- _Exercise objective_:
List each line in the material below that contains the word "hillside", and treat case as significant.
:: Supplied material
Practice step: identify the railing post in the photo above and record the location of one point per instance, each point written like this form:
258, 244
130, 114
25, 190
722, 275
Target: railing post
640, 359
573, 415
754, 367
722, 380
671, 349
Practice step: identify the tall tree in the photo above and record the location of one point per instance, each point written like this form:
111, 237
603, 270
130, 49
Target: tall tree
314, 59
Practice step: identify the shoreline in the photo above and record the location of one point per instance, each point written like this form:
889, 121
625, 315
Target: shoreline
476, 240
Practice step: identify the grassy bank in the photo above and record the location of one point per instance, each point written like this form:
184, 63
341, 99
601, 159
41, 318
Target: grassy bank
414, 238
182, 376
::::
:: Supplied material
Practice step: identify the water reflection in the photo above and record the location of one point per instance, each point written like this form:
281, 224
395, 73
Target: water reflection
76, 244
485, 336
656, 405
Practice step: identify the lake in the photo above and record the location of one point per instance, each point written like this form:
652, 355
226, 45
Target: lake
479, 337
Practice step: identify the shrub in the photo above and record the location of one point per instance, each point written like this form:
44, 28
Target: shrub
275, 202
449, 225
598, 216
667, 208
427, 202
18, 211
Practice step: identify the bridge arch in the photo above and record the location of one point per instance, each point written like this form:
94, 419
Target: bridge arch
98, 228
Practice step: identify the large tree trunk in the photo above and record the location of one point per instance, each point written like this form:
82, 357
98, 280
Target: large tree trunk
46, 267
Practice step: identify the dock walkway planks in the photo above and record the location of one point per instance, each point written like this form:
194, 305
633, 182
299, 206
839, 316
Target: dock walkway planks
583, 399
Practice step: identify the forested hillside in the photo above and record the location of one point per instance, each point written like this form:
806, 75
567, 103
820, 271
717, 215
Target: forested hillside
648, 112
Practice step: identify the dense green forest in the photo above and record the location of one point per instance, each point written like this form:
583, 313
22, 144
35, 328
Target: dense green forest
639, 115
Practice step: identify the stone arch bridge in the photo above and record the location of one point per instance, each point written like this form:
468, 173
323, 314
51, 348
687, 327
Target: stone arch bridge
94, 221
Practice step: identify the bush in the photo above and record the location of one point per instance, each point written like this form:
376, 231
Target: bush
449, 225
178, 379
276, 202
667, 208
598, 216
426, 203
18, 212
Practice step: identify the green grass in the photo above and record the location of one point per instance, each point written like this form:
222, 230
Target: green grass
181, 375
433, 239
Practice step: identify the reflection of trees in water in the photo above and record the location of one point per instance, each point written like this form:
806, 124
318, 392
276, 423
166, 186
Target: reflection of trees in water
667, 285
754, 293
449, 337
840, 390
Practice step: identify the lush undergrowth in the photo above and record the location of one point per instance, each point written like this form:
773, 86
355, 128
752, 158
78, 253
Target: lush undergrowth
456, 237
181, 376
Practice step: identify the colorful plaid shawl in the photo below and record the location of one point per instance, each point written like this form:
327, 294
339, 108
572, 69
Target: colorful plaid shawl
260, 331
::::
- _Solution below_:
Practice step: identify the forested hillside in the photo above and record the location of one point per instance, each point written like this form:
Target: forested hillside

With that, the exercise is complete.